*Excerpted text*
--- START ---

You could hear a pin drop and then you could hear heads explode. I should point out that this story isn’t exactly true (as far as I know), but the scenario introduces something debated in feminist circles, that women have their own sexual agency. I’ve had women tell me that they got drunk with guys as an excuse to have sex with them. “If it turns out bad, I can just blame it on being wasted.” I’ve had women tell me that they slept with their professors in college like it was a sport. “We all got points for bagging Dr. So-and-so in the English Department.” I’ve had many of these conversations but I didn’t want to share them with the audience at Reed College.

We took Professor Tarrant out for a beer afterwards and talked a little bit about my situation (and my question). She admitted that when talking to undergrads you really have to start at the beginning of the issue in an attempt to keep college women from becoming victims of date rape and the spiral of consequences that follow. The more nuanced stuff must come afterwards. I’m glad she’s out there on the front lines doing this work. I’m looking for the return of the sex-positive feminists to add to the discussion.

--- END ---

*Stated goal A*
Quote the entries from the line with "target: tree" up to and including the line with "310 35 L 293".

(Records from a data collection)
--- START ---

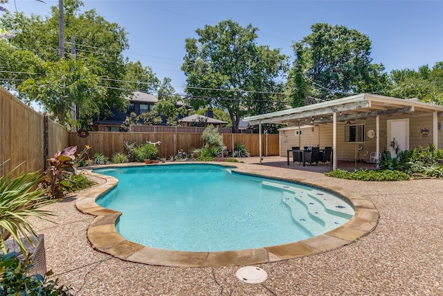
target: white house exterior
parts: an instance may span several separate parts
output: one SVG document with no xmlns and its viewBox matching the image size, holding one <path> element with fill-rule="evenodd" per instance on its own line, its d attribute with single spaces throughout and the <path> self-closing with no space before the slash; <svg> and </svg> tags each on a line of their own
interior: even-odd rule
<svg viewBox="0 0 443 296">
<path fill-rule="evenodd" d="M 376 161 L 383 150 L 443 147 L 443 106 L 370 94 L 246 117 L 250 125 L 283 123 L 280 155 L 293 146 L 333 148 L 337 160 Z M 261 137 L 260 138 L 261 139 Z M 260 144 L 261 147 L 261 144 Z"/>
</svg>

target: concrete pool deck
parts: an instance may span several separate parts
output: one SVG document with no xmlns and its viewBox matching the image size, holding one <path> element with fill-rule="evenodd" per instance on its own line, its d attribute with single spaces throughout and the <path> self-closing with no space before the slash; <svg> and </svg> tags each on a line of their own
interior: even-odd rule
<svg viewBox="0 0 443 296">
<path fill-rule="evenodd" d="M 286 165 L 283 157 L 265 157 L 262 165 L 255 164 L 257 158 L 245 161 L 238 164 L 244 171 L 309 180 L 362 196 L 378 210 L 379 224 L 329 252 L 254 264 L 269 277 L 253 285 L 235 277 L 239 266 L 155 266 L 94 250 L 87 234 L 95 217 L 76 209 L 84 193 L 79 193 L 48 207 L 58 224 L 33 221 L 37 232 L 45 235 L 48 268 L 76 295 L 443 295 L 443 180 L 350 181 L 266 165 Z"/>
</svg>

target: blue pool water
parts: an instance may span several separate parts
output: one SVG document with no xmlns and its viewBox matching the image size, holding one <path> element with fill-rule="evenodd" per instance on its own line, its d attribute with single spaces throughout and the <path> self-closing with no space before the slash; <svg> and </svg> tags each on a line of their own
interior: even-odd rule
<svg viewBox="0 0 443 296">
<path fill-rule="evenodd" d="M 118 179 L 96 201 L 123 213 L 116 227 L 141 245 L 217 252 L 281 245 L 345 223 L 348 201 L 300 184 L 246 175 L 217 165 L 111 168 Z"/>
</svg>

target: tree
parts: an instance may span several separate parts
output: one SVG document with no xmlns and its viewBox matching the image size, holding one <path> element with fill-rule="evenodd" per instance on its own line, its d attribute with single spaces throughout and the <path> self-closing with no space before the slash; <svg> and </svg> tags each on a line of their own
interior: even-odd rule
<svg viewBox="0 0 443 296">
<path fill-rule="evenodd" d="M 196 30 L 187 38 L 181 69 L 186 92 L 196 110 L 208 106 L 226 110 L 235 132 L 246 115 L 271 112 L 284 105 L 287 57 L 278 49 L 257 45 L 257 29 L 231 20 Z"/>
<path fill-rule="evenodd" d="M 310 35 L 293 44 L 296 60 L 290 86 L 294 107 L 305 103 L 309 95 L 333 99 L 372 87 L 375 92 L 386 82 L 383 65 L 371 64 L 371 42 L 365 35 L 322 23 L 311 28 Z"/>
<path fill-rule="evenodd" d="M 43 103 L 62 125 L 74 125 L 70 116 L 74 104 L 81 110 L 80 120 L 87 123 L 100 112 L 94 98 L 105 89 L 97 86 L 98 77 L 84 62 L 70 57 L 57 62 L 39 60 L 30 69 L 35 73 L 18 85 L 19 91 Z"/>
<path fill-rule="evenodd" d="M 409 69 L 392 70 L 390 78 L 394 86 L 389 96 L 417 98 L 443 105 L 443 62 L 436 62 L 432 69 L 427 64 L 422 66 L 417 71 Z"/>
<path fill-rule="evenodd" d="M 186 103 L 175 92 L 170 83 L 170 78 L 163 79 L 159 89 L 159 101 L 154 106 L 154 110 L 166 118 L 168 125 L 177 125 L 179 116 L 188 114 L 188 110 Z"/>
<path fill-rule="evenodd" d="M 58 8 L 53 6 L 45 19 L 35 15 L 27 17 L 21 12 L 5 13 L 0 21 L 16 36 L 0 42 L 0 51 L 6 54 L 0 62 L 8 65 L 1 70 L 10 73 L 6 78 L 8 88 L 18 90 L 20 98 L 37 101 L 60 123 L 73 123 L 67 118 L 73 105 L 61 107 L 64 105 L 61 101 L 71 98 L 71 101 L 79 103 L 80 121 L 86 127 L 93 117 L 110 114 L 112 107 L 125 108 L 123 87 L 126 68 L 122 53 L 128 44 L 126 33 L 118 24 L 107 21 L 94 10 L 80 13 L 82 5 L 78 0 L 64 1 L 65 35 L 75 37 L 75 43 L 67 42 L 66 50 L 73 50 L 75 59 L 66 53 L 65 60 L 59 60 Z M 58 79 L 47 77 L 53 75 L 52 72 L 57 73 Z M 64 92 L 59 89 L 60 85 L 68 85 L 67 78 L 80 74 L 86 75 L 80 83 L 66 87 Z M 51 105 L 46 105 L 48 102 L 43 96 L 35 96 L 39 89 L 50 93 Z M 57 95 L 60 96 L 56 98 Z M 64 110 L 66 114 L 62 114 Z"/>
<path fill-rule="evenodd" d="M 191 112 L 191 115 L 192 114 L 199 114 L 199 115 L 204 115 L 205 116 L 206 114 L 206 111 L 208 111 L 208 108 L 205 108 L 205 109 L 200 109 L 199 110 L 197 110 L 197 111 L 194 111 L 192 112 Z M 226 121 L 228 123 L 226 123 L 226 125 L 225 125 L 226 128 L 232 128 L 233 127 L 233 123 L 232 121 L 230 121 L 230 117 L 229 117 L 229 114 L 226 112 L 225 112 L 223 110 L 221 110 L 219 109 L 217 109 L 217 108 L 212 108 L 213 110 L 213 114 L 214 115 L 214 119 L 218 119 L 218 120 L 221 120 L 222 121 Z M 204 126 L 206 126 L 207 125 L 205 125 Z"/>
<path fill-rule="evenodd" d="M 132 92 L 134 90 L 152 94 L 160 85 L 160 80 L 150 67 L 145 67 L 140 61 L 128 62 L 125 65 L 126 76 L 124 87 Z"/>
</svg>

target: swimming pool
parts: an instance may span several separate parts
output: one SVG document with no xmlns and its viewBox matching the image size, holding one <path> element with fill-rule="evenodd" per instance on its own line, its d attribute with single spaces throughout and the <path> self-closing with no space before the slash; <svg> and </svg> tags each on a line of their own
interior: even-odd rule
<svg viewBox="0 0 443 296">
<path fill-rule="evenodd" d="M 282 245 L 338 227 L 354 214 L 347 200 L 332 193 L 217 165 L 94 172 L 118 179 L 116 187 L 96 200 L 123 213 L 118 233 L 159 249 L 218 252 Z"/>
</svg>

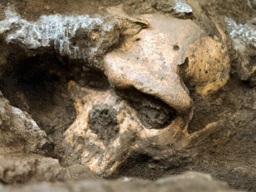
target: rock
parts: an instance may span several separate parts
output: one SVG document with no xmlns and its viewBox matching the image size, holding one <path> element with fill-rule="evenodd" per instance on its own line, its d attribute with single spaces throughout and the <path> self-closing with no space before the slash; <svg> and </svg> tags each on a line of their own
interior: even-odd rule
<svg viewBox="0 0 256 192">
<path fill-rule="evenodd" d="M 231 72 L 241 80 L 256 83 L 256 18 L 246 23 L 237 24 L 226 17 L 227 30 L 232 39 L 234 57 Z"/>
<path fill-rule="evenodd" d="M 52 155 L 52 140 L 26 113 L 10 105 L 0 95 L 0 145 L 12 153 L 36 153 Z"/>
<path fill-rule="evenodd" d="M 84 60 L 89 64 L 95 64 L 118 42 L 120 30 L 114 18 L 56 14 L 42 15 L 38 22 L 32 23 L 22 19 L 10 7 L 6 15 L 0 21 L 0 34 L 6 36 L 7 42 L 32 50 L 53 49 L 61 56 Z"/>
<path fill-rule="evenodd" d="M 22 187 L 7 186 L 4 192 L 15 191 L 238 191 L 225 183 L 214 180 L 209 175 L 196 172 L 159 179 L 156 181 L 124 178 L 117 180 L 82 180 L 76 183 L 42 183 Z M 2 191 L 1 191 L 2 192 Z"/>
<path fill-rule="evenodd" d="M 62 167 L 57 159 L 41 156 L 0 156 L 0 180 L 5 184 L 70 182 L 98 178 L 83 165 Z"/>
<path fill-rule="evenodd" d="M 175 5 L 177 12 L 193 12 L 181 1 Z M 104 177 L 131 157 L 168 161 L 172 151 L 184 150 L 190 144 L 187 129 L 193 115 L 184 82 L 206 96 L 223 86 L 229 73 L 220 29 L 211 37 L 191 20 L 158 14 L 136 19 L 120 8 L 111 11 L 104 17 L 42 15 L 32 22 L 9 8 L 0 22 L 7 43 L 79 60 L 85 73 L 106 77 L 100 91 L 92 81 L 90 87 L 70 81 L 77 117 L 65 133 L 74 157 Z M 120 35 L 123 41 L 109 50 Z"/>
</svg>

--- END ---

*Stated goal B*
In the excerpted text, where did the writer and others take Professor Tarrant afterwards?

*Worked answer A*
target: tree
parts: an instance may span several separate parts
output: one SVG document with no xmlns and its viewBox matching the image size, holding one <path> element with fill-rule="evenodd" per instance on its own line, its d attribute with single spaces throughout and the <path> self-closing with no space before the slash; <svg> and </svg> tags each on a line of their own
interior: even-odd rule
<svg viewBox="0 0 443 296">
<path fill-rule="evenodd" d="M 196 30 L 187 38 L 181 69 L 186 92 L 196 110 L 208 106 L 226 110 L 235 132 L 246 115 L 271 112 L 284 105 L 287 57 L 278 49 L 257 45 L 257 29 L 231 20 Z"/>
<path fill-rule="evenodd" d="M 310 35 L 293 44 L 296 60 L 290 86 L 294 107 L 305 103 L 309 95 L 333 99 L 372 87 L 375 92 L 386 82 L 383 65 L 371 64 L 371 42 L 365 35 L 322 23 L 311 28 Z"/>

*Worked answer B*
Out for a beer.